**REQUIREMENT**
Can you retype all of the data below word for word, leaving the pictures out?
━━ SUPPLIED INFORMATION ━━
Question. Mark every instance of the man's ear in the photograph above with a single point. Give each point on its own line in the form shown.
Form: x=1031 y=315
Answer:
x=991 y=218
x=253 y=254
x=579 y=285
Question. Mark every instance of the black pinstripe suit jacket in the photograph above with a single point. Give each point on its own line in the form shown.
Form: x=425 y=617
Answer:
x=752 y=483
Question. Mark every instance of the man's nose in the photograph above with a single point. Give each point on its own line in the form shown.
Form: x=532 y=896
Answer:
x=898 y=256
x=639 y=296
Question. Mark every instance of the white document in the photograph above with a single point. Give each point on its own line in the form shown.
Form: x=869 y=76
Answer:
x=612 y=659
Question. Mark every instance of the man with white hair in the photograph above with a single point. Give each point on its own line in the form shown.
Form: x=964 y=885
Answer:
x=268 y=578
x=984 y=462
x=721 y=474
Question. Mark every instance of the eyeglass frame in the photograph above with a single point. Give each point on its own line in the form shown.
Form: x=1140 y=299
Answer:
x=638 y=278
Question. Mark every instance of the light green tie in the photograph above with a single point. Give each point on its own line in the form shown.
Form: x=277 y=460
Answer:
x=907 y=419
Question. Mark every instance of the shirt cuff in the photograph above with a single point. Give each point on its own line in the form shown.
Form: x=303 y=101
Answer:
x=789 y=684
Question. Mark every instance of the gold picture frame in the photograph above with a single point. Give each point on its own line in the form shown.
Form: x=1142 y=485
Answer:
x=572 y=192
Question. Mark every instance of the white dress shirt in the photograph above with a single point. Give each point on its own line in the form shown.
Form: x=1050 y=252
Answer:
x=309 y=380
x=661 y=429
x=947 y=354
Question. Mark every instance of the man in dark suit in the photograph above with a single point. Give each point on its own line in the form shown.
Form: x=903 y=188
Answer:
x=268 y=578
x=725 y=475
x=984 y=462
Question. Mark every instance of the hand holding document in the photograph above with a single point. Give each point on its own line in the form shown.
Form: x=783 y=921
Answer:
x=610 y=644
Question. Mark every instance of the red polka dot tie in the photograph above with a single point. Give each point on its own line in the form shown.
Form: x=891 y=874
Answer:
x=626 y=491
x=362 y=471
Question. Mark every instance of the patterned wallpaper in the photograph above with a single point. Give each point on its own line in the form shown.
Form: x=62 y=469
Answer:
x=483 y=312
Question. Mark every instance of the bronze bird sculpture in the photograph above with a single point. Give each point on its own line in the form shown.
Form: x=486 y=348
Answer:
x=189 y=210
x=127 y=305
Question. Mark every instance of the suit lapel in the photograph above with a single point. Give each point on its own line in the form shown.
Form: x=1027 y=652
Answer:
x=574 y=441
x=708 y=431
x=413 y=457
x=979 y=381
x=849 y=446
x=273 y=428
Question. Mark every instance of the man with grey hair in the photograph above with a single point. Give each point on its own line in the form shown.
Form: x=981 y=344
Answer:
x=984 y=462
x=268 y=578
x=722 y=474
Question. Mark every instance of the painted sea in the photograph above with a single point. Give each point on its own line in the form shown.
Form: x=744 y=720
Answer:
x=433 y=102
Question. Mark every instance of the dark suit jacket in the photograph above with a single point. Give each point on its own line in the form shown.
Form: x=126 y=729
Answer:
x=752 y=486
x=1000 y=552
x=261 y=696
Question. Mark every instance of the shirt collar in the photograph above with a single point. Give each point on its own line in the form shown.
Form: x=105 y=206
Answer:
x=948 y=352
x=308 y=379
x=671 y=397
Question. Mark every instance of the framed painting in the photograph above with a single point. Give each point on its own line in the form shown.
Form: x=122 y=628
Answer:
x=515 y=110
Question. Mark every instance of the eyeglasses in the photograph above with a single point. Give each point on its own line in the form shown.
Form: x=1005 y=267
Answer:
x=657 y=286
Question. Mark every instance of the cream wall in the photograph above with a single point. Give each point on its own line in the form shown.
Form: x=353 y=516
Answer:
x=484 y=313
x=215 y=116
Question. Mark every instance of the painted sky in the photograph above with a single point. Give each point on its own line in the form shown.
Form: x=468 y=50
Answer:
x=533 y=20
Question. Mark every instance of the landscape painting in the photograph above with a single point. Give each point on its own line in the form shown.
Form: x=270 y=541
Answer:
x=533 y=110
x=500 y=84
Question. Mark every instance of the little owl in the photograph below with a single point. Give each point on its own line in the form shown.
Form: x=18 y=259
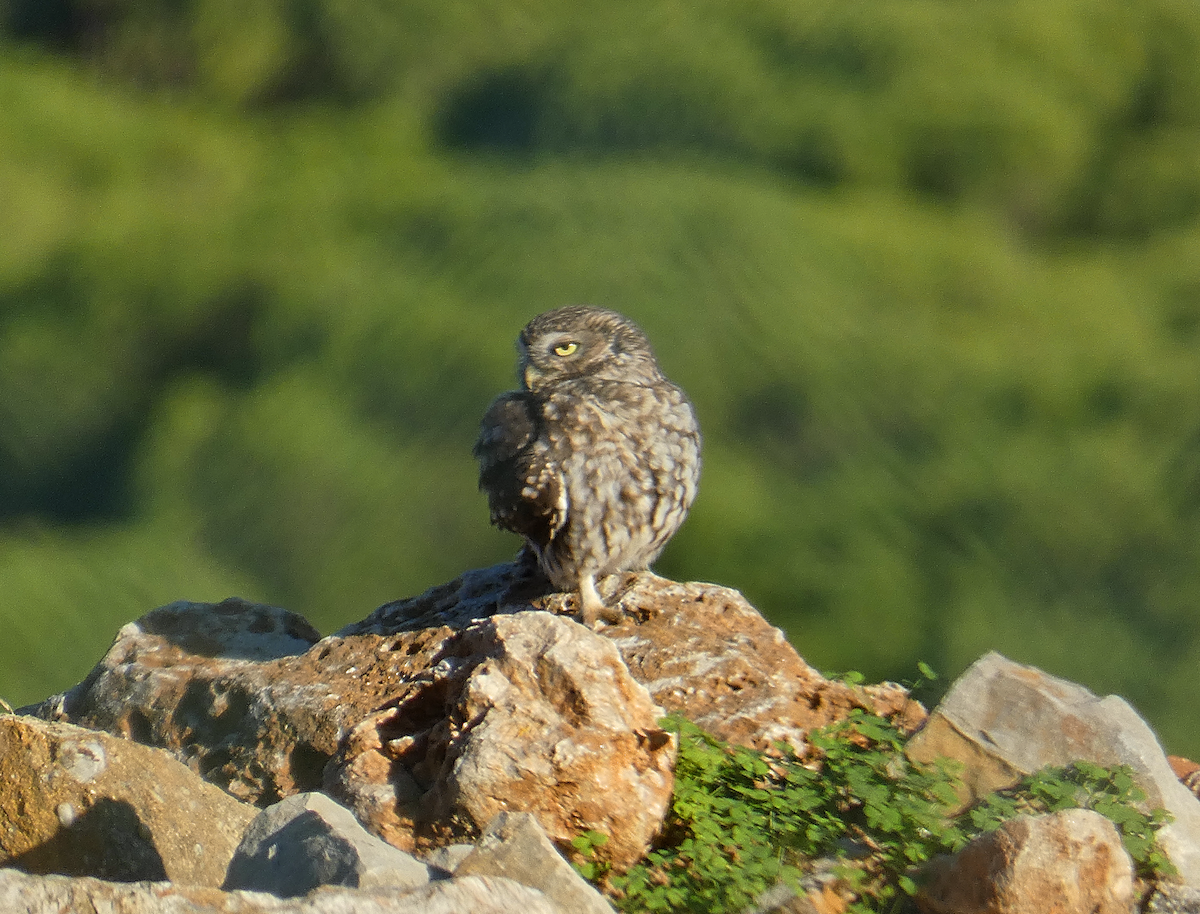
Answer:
━━━
**WRITTEN REPLY**
Question. Mark every instance of the man's ear in the photograph above with a single point. Give each point on its own line in the form shown.
Form: x=1031 y=315
Answer:
x=991 y=218
x=253 y=254
x=579 y=285
Question. Mark every instance of the black pinstripe suit jacket in the photograph above with a single point. Give each point on its own line in the form shown.
Form: x=425 y=617
Answer:
x=752 y=483
Question. Mark every instance of the man's nose in the photograph above with a single point. Give each point on its own line in the form shown.
Form: x=532 y=896
Answer:
x=898 y=256
x=639 y=296
Question. Mark every instance of the white document in the photograph above with a single point. Give each point on its own line in the form shown.
Form: x=869 y=76
Answer:
x=612 y=659
Question. Mark every instance of the man with white hair in the photograph above with a single point. Give each point on its own line in the form shown.
Form: x=964 y=885
Answer:
x=268 y=578
x=984 y=462
x=721 y=474
Question. Mark every instance of the eyeglass frame in the photograph above with a single point. Give each point on its own line in the form shown.
Form: x=1140 y=299
Answer:
x=638 y=278
Question. Mark every instance of the light green tie in the photograph above with a single point. Give each point on its own line in the form shown.
Form: x=277 y=460
Answer:
x=907 y=419
Question. Mark every instance of the shirt cuff in the photograph above with a single point. Give each point on its own line in the form shown.
Form: x=303 y=101
Answer:
x=789 y=684
Question. Mark every instance of the gold picture frame in the photograph above with a single point. Give each point on its own line in the form shown.
Form: x=1142 y=485
Answer:
x=572 y=192
Question. Mark every instance of the white dress shirt in the photograph above with a single point. Give each point on its own line in the form shown.
Form: x=1050 y=252
Answer:
x=309 y=380
x=661 y=429
x=947 y=354
Question. Mark every instance of the man in dark suit in the photograph above with a single point. Give each point on its own line in the form shown.
Form: x=903 y=188
Answer:
x=268 y=578
x=725 y=475
x=984 y=462
Question. Mark every instance of the hand holding document in the photograph above with a single point. Give each point on its own line in the form shown.
Form: x=783 y=921
Answer:
x=610 y=644
Question. Mark every instance of the red polka dot tie in the photograph above with a single point. Give each point on its own line in the form shown.
Form: x=891 y=874
Answer:
x=626 y=491
x=362 y=471
Question. Mark every instance of the patterned wallpaper in the photograph above with a single point. Give each point on its own line in the form shown.
Form: x=62 y=469
Answer:
x=483 y=312
Question. Mark every instance of the bronze bird sculpture in the photograph above with a single point. Give each point on its own line in the form shown.
Form: x=486 y=348
Answer:
x=189 y=210
x=127 y=305
Question. Mark every instance of the suit lapel in the photograph above with a single point. Give each point on its own line in the form shown.
Form: x=1027 y=652
Answer:
x=574 y=441
x=708 y=431
x=413 y=457
x=979 y=381
x=849 y=446
x=273 y=428
Question. Mark every instance of the man with grey hair in the photograph above with a single point. Give each point on its own line in the form shown.
Form: x=981 y=344
Answer:
x=984 y=462
x=268 y=578
x=722 y=474
Question. Mark every instance of the painted sea in the photograph above with a single point. Give each point on its own line in the form shown.
Form: x=744 y=720
Answer:
x=433 y=102
Question. Mark every instance of the dark suit jacket in the photograph above with a single point. Give each point on its own line in the form shown.
Form: x=126 y=729
Answer:
x=752 y=486
x=1000 y=552
x=261 y=696
Question. Mark every instance of the shirt collar in the photograph above with a single point. Give each point on its own line in the form shown.
Form: x=105 y=206
Answer:
x=948 y=352
x=308 y=379
x=671 y=397
Question. Mark every instance of the framed painting in the photograph above with a single point. Give each point on its own line in the form shown.
Form: x=122 y=628
Answer:
x=515 y=110
Question. Mark every instance of the eyeglasses in the photograph above with a single point. Give each point on its own line in the form shown.
Form: x=1005 y=267
Answer:
x=657 y=286
Question. Mark every instance of the cream wall in the photograph above with a single point. Give each point on its own line in the form shown.
Form: x=353 y=516
Answer:
x=484 y=313
x=215 y=116
Question. Mark every instance of the painted sky in the photograph above with a single point. Give each point on its own line in the form shown.
Form: x=468 y=50
Answer:
x=533 y=20
Question. Mark every instance of the landscape painting in the photograph above with a single point. Give each point on its own line in the form shown.
Form: x=270 y=541
Answer:
x=533 y=110
x=500 y=84
Question. Mark every instance of the little owl in the photograph below with a single point. Give each point on its own line in the form shown.
Form: x=18 y=259
Answer:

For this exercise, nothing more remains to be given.